WRITTEN TASK: Arrange each line of the data below as a numbered list, leaving out blank lines and the pictures.

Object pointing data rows
::::::::::

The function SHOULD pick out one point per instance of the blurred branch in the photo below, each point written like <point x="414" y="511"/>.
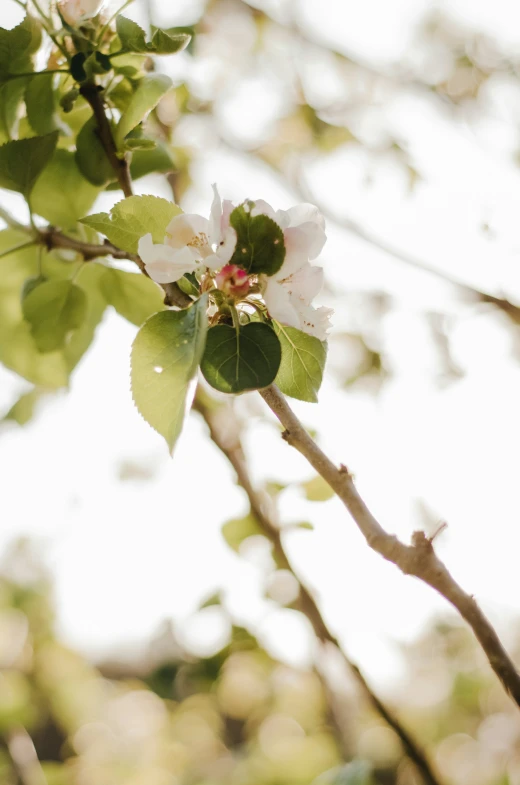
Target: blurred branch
<point x="303" y="192"/>
<point x="22" y="753"/>
<point x="224" y="430"/>
<point x="12" y="222"/>
<point x="400" y="78"/>
<point x="92" y="93"/>
<point x="418" y="559"/>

::::::::::

RESULT OF THE TASK:
1. The function SHOULD pick out one point per instance of the blurred branch in the photo below, each point written like <point x="414" y="511"/>.
2. Target: blurred branch
3. <point x="303" y="192"/>
4. <point x="22" y="753"/>
5. <point x="224" y="430"/>
6. <point x="12" y="222"/>
7. <point x="400" y="78"/>
8. <point x="92" y="93"/>
9. <point x="418" y="559"/>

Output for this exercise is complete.